### Description of the task
Return, word for word, the part of the records that opens with the line containing "find woman's shoulder" and closes with the line containing "Query: long blonde hair", including both of those lines.

━━━ Provided entries ━━━

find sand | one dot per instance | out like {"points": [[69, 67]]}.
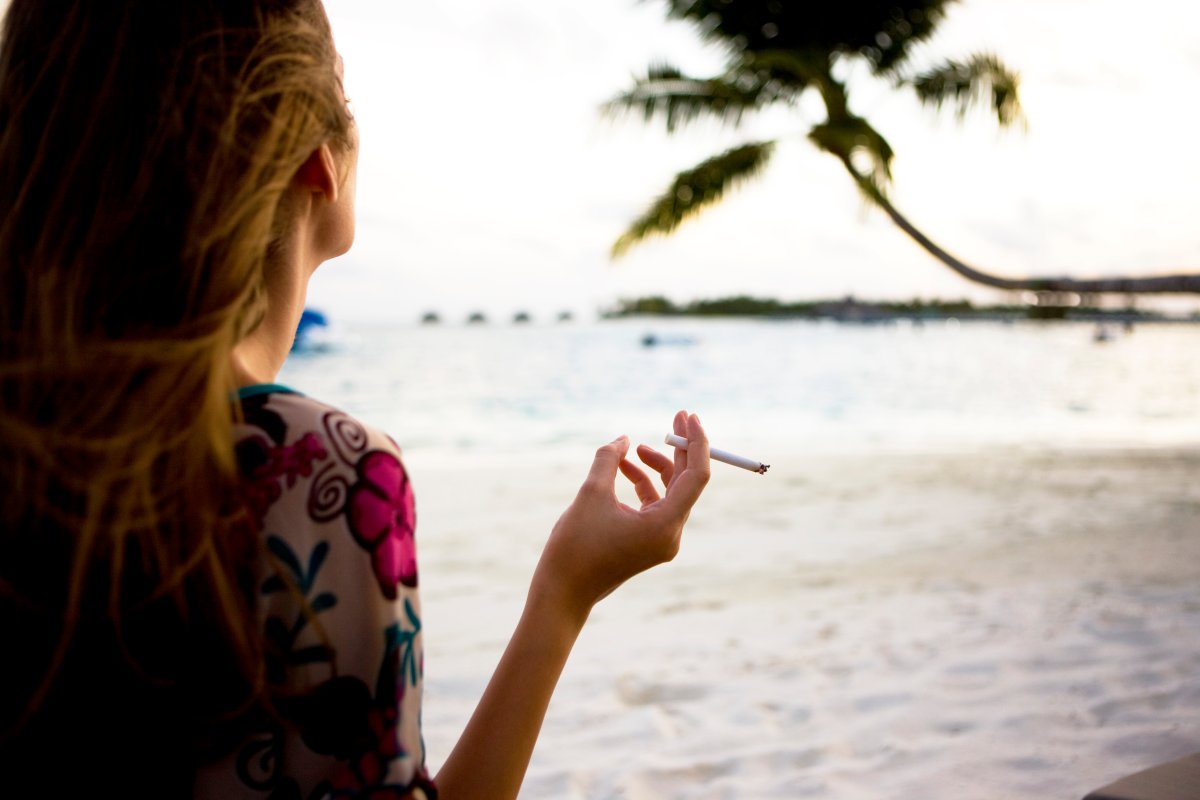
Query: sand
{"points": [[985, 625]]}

━━━
━━━ Provided entries ━━━

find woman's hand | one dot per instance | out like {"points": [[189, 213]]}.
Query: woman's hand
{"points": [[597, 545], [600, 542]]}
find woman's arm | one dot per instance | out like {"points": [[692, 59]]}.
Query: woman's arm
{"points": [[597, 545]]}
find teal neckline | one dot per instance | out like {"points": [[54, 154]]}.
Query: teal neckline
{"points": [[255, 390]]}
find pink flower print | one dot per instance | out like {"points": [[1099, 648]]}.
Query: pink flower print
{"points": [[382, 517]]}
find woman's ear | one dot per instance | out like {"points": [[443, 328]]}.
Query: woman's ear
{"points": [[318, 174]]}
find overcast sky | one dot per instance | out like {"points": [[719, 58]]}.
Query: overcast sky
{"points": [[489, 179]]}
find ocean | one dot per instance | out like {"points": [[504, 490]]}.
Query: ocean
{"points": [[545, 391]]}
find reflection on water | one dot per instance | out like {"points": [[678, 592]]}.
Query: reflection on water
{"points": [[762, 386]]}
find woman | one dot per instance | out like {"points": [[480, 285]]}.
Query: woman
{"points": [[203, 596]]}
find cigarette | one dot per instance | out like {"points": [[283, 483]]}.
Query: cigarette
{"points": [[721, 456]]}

━━━
━━━ Provided entries ━━━

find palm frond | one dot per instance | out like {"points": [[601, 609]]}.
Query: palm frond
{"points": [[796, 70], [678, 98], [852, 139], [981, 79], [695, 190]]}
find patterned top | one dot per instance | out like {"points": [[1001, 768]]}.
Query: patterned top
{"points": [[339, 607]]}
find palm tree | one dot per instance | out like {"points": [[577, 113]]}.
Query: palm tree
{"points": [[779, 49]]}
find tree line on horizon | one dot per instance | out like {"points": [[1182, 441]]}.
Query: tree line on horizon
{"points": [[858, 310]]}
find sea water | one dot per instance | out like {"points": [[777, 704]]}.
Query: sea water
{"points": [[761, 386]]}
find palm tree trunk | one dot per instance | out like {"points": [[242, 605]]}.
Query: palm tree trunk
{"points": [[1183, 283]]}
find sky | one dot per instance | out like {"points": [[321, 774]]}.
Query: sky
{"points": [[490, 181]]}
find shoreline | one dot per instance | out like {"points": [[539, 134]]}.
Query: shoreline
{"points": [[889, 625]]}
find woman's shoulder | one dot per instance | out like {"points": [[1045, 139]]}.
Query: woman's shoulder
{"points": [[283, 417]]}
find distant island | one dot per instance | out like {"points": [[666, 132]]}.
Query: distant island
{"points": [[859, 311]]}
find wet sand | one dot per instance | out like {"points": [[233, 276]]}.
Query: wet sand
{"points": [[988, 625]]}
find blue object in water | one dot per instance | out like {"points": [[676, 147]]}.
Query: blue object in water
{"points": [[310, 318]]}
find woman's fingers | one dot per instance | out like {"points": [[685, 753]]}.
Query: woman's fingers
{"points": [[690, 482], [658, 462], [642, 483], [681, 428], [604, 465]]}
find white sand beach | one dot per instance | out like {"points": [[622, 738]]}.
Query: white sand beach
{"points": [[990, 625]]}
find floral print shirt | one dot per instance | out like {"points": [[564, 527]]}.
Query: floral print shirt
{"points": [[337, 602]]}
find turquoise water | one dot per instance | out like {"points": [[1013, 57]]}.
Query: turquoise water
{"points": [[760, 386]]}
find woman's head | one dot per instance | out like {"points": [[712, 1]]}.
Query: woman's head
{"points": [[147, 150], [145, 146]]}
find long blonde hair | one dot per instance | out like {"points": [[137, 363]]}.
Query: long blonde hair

━━━

### Final result
find woman's shoulder | one dot per instance | out like {"points": [[1045, 139]]}.
Query: woman's shoulder
{"points": [[283, 417]]}
find distant island | one dot per instance | out like {"points": [[666, 132]]}.
Query: distant island
{"points": [[859, 311]]}
find wet sand | one dot per instance | out like {"points": [[233, 276]]}.
Query: wet sand
{"points": [[988, 625]]}
find blue object in water | one dot per instance | out like {"points": [[676, 147]]}.
Query: blue object in water
{"points": [[310, 318]]}
find woman's fingers | one dot per instance | out like {"points": [[685, 753]]}.
Query: woman's fingers
{"points": [[690, 482], [658, 462], [642, 483], [681, 428], [604, 465]]}
find white sand beach | one dot per instance | out like {"points": [[622, 738]]}.
Query: white sand beach
{"points": [[990, 625]]}
find floral print shirt | one dot per instance | out like {"points": [[564, 527]]}.
Query: floral print shirt
{"points": [[337, 602]]}
find turquoise water | one dot per instance | out like {"points": [[1013, 57]]}.
Query: turquoise water
{"points": [[760, 386]]}
find woman's head | one dot per instance | out like {"points": [[712, 1]]}.
Query: woman's head
{"points": [[147, 150], [145, 146]]}
find long blonde hair | one dot per instance | out like {"points": [[137, 363]]}.
Query: long blonde hair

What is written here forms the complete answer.